Start of Document

Environmental Justice

Chair: Nikko Casil

Contributions: Morteza Honari, Fransisco Padilla

Dabaters: Eva Ekehorn, Eduardo Acosta, Nikko Casil



Environmental Justice - Presentation Session Part 1


Presentation from Morteza Honari: "Ecology of Sustainability:
 Managing Changes in a Changing World"



‘Ecology of Sustainability’ will present on my experience in life and work across contrasting ecosystems from the central desert of Iran to the tropical forests of Australia; from the metropolitan cityscape of Tehran to the academic garden of Ann Arber, the University of Michigan; and from the University of Edinburgh in the ancient capital of Scotland, to the meticulously planned capital city of Australia, Canberra.

These physical settings are as diverse as the cultural halos in villages, tribes, cities, deserts, forests, mountings, and valleys.

It was me living and working in such a vast different places and cultures, have to live and work and communicate and be a part of their ecosystems.

With an academic background in geography, anthropology, culture, health and the environment, coming from a family of teachers, poets, and social activists, finding myself conducting research, writing and publishing books and papers in two languages, lecturing and teaching, and planning television and radio interviews.

End of Document

## Written problem
Reproduce the Environmental Justice session text above word for word, in full.

Start of Recorded information

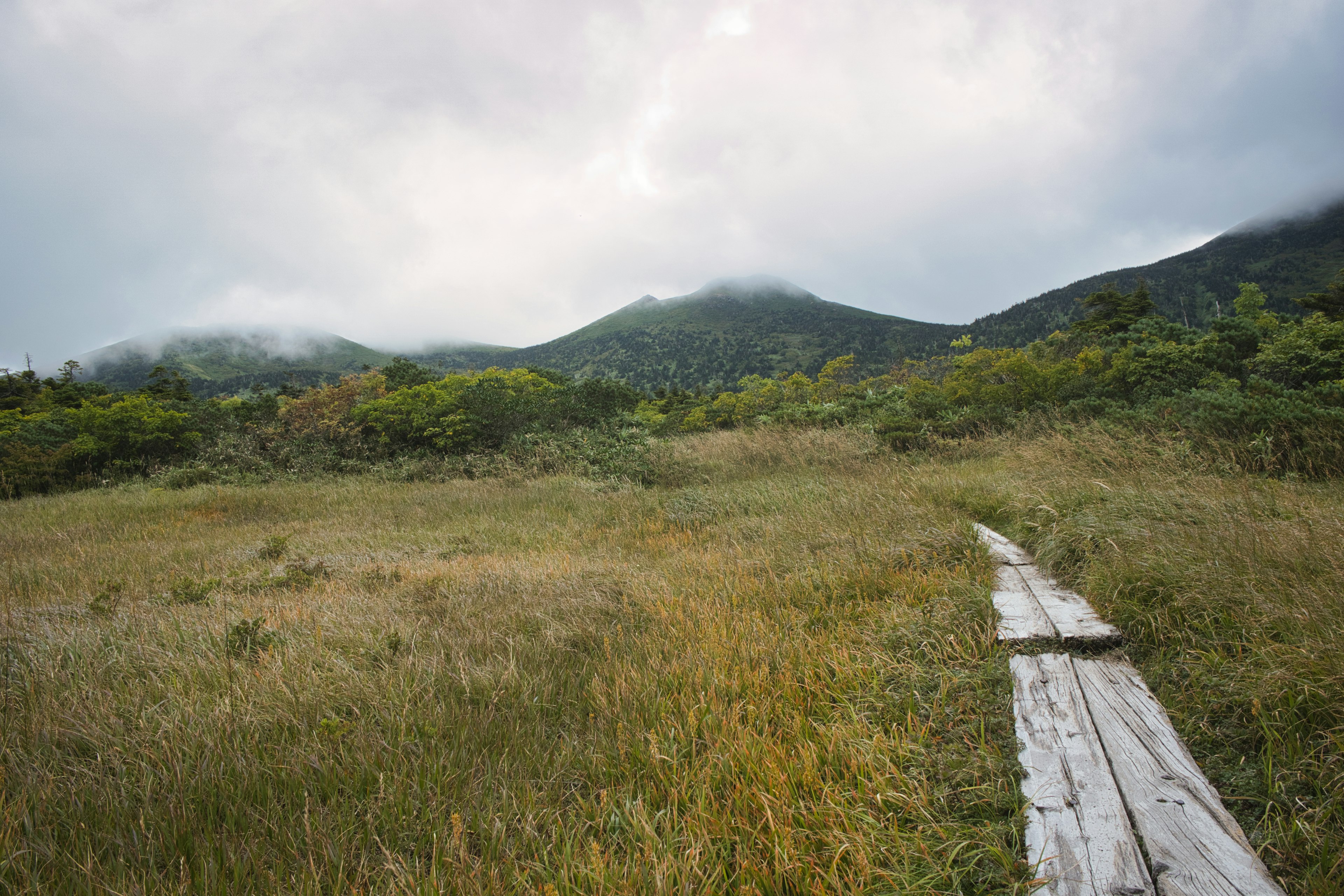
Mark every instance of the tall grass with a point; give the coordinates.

End of Recorded information

## Response for this exercise
Environmental Justice

Chair: Nikko Casil

Contributions: Morteza Honari, Fransisco Padilla

Dabaters: Eva Ekehorn, Eduardo Acosta, Nikko Casil



Environmental Justice - Presentation Session Part 1


Presentation from Morteza Honari: "Ecology of Sustainability:
 Managing Changes in a Changing World"



‘Ecology of Sustainability’ will present on my experience in life and work across contrasting ecosystems from the central desert of Iran to the tropical forests of Australia; from the metropolitan cityscape of Tehran to the academic garden of Ann Arber, the University of Michigan; and from the University of Edinburgh in the ancient capital of Scotland, to the meticulously planned capital city of Australia, Canberra.

These physical settings are as diverse as the cultural halos in villages, tribes, cities, deserts, forests, mountings, and valleys.

It was me living and working in such a vast different places and cultures, have to live and work and communicate and be a part of their ecosystems.

With an academic background in geography, anthropology, culture, health and the environment, coming from a family of teachers, poets, and social activists, finding myself conducting research, writing and publishing books and papers in two languages, lecturing and teaching, and planning television and radio interviews.